*Try it*:
Exact repetition is required: output every record in full.

[Data for processing Boundary: Start]

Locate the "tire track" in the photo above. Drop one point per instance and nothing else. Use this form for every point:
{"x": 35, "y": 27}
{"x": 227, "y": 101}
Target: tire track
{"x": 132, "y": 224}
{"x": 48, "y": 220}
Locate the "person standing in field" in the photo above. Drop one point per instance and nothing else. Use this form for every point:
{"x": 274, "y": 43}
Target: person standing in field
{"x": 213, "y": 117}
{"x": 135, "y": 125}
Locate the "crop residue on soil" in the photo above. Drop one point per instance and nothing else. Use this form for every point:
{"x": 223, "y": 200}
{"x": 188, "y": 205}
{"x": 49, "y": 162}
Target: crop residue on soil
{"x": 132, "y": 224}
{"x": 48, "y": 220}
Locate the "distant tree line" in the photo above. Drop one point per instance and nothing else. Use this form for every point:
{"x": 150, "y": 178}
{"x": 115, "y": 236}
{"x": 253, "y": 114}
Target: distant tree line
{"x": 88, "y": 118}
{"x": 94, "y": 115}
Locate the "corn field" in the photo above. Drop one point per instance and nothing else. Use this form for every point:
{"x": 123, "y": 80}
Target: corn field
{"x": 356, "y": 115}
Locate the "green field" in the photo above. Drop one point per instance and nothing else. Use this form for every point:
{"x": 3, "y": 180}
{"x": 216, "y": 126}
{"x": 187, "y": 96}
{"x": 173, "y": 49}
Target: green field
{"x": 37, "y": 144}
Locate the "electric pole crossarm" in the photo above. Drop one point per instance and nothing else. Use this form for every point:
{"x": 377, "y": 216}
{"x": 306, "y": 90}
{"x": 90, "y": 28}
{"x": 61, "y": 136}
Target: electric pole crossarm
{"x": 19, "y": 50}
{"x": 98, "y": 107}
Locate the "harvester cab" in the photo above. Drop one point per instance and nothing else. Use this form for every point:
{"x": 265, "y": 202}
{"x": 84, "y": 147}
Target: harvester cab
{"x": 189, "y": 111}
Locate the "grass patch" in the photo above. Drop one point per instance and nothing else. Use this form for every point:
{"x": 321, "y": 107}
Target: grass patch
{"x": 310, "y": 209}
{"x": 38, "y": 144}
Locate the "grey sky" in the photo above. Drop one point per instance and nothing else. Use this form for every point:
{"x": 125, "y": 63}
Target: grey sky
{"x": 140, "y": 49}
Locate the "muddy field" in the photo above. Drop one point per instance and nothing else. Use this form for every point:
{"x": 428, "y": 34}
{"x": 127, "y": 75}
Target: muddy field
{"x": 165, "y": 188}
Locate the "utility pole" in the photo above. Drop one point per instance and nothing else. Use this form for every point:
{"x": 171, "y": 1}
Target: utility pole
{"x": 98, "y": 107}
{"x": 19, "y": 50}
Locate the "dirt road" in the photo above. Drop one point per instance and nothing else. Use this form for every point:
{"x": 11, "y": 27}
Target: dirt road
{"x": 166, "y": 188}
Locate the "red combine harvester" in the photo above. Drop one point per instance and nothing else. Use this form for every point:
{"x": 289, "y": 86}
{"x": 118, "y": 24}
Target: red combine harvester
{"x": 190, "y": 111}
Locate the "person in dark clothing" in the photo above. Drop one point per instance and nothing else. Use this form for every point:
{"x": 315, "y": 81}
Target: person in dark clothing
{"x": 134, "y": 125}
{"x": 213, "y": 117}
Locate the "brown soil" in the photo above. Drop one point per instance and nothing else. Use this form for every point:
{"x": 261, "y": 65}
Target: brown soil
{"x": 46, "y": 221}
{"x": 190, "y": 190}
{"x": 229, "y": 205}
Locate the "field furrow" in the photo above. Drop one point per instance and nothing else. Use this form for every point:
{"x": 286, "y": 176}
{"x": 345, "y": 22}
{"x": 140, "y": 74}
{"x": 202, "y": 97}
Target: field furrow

[Data for processing Boundary: End]

*Problem solution*:
Locate the "tire track" in the photo above. Drop one point per instance and nothing else. Use this form for every point:
{"x": 35, "y": 27}
{"x": 227, "y": 101}
Target: tire track
{"x": 132, "y": 224}
{"x": 48, "y": 220}
Locate the "person standing in field" in the photo above. Drop one point per instance and nothing else. Use this form for every point:
{"x": 274, "y": 43}
Target: person standing in field
{"x": 213, "y": 117}
{"x": 135, "y": 125}
Locate the "crop residue on soil" in the photo above. Drop one point per instance and nothing else. Use this form for every point:
{"x": 223, "y": 200}
{"x": 188, "y": 205}
{"x": 49, "y": 162}
Target: crop residue on soil
{"x": 132, "y": 224}
{"x": 48, "y": 220}
Locate the "distant tree line" in the photo above. Drop one point per instance and nothing else. Use this form for every point:
{"x": 150, "y": 178}
{"x": 115, "y": 236}
{"x": 253, "y": 114}
Target: distant tree line
{"x": 88, "y": 118}
{"x": 94, "y": 115}
Locate the "corn field" in the photo above. Drop one point per instance and nothing else. Use this form for every point:
{"x": 123, "y": 80}
Target: corn field
{"x": 356, "y": 115}
Locate the "green field" in the photo above. Drop one point per instance and nothing else. Use this form for every point:
{"x": 3, "y": 180}
{"x": 216, "y": 126}
{"x": 187, "y": 96}
{"x": 173, "y": 49}
Target: green field
{"x": 37, "y": 144}
Locate the "electric pole crossarm" in the photo above. Drop one point per instance and nothing else. Use this form for every point:
{"x": 377, "y": 216}
{"x": 306, "y": 90}
{"x": 90, "y": 28}
{"x": 61, "y": 136}
Target: electric pole crossarm
{"x": 19, "y": 50}
{"x": 98, "y": 107}
Locate the "harvester cab" in the photo above. Drop one point per instance and nothing else. Use this form for every point:
{"x": 265, "y": 202}
{"x": 84, "y": 147}
Target: harvester cab
{"x": 189, "y": 111}
Locate the "grass patch" in the photo above. Drop one point per instance and nothing else. Use this form for every point:
{"x": 321, "y": 107}
Target: grass patch
{"x": 310, "y": 209}
{"x": 38, "y": 144}
Locate the "grey sky" in the photo above. Drop one point per instance and nothing else. Use this form for every point:
{"x": 125, "y": 63}
Target: grey sky
{"x": 140, "y": 49}
Locate the "muddy field" in the photo above. Drop one point per instance and nothing else. Use this form for every point:
{"x": 428, "y": 34}
{"x": 127, "y": 75}
Target: muddy field
{"x": 165, "y": 188}
Locate the "utility pole" in the photo above. Drop one point per instance and nothing else. Use this form for every point:
{"x": 171, "y": 1}
Target: utility pole
{"x": 98, "y": 107}
{"x": 19, "y": 50}
Locate the "dirt road" in the photo above. Drop one point per instance and nothing else. Use this form for every point:
{"x": 11, "y": 27}
Target: dirt road
{"x": 166, "y": 188}
Locate the "red combine harvester" in the photo above. Drop one point per instance and nothing else. Use this form for every point:
{"x": 289, "y": 86}
{"x": 118, "y": 24}
Target: red combine harvester
{"x": 190, "y": 111}
Locate the "person in dark clothing" in the photo above. Drop one point per instance and nothing else. Use this form for every point:
{"x": 315, "y": 81}
Target: person in dark clothing
{"x": 134, "y": 125}
{"x": 213, "y": 117}
Locate the "brown soil" in the photo above. Drop one point per instance and nothing else. Use this form for every point:
{"x": 261, "y": 65}
Target: brown soil
{"x": 46, "y": 221}
{"x": 190, "y": 190}
{"x": 229, "y": 205}
Locate the "field furrow" in the photo above. Drop one point per instance and nothing else. Use this form for every point:
{"x": 286, "y": 176}
{"x": 345, "y": 22}
{"x": 140, "y": 74}
{"x": 202, "y": 97}
Target: field furrow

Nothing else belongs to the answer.